> Page excerpt:
* * *

Sunday, September 17, 2006

How to Read a Book

When I first read philosophy, as a teenager, I didn't know what it was. I did not know, for instance, that you could question what a great philosopher said, or that you should only believe it if the arguments worked. To be honest, I didn't know that these books contained arguments. My reaction to Russell on Our Knowledge of the External World was not scepticism, but shock that, despite all appearances, this is how it must be: I was constructing my whole system of the world from echoes and two-dimensional discs of colour. A miracle!

There are other ways to read philosophy: as poetry; as fiction.
[No] novelist has created a more dashing hero than the handsome Absolute, or conceived more dramatic extrications – the soul's escape from the body, for instance, or the will's from cause. […] Novelist and philosopher are both obsessed with language, and make themselves up out of concepts. Both, in a way, create worlds. […] But the worlds of the novelist, I hear you say, do not exist. Indeed. As for that, they exist more often than the philosophers'. Then, too – how seldom does it seem to matter. Who honestly cares? They are divine games.
This extraordinary passage was written by William H. Gass, in an essay called "Philosophy and the Form of Fiction". Unlike him, I do care that philosophy is not a game, any more than it consists in lessons from the Oracle. The more interesting question runs the other way: how far is the novel a form of philosophy?

* * *

> Instructions:
#1 Reproduce the blog post word for word, starting with "How to Read" and going on through "colour. A miracle!".
#2 List every thing the writer of the blog post says they did not know when first reading philosophy as a teenager.
#3 Answer these questions from the blog post.
(a) What date appears on it?
(b) In which essay did William H. Gass write the quoted passage?
(c) Which two other ways of reading philosophy does it name?
Rely on nothing but the blog post when answering.

* * *

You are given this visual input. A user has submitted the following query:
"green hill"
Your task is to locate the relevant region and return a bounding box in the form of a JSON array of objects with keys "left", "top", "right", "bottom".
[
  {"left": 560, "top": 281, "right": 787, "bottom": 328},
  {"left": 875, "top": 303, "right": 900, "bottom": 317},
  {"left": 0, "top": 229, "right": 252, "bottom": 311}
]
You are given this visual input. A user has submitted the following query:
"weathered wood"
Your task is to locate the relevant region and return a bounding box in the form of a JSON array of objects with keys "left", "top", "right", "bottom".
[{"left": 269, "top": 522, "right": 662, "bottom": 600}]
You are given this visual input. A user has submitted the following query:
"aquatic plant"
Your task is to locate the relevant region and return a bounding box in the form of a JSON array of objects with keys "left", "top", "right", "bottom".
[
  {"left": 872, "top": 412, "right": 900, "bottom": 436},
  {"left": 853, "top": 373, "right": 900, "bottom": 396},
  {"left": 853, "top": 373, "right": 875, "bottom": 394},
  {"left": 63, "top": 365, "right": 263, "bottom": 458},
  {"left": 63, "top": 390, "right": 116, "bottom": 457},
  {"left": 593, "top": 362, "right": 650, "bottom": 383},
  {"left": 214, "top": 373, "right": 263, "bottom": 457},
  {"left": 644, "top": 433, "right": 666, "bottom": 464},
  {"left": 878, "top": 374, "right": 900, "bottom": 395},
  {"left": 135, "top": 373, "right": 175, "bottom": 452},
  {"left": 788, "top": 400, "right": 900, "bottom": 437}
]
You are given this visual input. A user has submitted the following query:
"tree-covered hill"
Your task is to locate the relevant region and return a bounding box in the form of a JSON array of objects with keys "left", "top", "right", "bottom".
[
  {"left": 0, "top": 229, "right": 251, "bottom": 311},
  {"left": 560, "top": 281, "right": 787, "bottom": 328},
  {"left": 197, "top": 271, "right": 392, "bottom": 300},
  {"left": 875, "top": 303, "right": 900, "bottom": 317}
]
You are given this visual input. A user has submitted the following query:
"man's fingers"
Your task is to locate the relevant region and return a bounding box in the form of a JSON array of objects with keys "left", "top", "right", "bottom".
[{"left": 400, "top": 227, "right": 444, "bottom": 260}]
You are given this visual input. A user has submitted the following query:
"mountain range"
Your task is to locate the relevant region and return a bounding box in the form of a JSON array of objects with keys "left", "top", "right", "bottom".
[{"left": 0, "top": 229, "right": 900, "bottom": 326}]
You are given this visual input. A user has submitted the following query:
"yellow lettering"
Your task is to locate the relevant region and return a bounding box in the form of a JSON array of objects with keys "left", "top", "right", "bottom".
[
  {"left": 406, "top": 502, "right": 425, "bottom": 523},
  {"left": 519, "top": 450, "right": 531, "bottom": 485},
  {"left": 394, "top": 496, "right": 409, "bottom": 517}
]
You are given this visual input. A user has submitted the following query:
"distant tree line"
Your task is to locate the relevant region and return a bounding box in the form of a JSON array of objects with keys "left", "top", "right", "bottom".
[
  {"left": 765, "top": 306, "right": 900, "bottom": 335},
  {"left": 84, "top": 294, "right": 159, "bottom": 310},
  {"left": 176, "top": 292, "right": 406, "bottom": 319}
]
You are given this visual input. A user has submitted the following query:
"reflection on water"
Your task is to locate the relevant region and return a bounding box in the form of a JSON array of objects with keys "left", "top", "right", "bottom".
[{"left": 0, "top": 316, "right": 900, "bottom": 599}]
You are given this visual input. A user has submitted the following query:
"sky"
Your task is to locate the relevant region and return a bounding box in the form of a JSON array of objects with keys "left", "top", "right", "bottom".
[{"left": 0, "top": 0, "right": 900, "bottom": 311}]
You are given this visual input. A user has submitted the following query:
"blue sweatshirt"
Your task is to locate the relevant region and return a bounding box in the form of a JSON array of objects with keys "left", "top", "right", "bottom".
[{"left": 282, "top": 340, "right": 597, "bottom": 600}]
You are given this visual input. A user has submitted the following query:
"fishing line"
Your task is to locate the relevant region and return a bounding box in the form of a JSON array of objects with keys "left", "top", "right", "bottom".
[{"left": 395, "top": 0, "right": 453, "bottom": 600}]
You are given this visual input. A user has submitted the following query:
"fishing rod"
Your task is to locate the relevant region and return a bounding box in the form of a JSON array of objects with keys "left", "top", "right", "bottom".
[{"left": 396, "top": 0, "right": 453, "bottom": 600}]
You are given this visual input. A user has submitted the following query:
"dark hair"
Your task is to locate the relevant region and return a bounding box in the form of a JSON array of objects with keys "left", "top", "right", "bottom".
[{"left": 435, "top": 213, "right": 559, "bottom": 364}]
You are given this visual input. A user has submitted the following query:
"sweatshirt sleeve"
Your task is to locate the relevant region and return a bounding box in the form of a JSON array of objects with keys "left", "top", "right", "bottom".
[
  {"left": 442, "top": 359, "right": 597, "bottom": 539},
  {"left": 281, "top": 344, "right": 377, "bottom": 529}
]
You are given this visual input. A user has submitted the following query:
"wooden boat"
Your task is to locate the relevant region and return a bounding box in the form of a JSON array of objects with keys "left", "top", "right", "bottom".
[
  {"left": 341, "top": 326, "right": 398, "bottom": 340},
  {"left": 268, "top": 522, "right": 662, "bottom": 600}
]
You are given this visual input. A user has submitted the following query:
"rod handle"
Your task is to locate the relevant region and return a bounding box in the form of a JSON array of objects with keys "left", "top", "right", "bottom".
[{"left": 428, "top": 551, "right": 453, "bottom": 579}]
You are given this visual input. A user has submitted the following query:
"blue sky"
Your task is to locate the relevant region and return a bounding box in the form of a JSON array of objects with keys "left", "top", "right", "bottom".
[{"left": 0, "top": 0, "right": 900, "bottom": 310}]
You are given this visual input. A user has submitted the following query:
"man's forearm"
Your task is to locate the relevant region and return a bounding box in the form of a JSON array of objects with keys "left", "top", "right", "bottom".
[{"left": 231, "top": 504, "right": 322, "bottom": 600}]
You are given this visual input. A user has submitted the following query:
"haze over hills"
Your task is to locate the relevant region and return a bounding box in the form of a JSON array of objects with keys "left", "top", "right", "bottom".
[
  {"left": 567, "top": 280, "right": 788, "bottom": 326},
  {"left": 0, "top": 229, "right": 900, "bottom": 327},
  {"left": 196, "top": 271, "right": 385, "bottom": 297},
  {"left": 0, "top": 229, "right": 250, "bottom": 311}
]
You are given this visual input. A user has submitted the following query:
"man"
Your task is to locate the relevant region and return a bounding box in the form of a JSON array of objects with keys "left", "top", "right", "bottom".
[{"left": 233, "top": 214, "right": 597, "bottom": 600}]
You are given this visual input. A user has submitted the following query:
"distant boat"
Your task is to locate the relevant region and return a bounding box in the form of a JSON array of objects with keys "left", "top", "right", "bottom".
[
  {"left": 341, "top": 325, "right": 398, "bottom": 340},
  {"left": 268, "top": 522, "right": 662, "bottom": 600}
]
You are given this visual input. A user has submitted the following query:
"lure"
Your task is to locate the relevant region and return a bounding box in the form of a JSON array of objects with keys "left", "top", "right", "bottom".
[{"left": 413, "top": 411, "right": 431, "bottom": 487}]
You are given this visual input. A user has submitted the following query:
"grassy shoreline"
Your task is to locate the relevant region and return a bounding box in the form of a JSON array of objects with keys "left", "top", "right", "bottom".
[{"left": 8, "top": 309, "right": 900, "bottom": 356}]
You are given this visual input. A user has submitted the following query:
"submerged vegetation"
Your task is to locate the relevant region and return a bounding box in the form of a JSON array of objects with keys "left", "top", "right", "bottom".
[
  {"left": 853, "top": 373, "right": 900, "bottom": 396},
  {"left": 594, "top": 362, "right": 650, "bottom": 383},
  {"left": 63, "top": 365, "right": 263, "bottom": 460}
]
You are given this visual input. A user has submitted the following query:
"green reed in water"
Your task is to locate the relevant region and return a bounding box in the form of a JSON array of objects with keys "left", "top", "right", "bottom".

* * *

> Responses by task:
#1
How to Read a Book

When I first read philosophy, as a teenager, I didn't know what it was. I did not know, for instance, that you could question what a great philosopher said, or that you should only believe it if the arguments worked. To be honest, I didn't know that these books contained arguments. My reaction to Russell on Our Knowledge of the External World was not scepticism, but shock that, despite all appearances, this is how it must be: I was constructing my whole system of the world from echoes and two-dimensional discs of colour. A miracle!

#2
- What philosophy was
- That you could question what a great philosopher said
- That you should only believe it if the arguments worked
- That these books contained arguments

#3
(a) Sunday, September 17, 2006
(b) "Philosophy and the Form of Fiction"
(c) As poetry and as fiction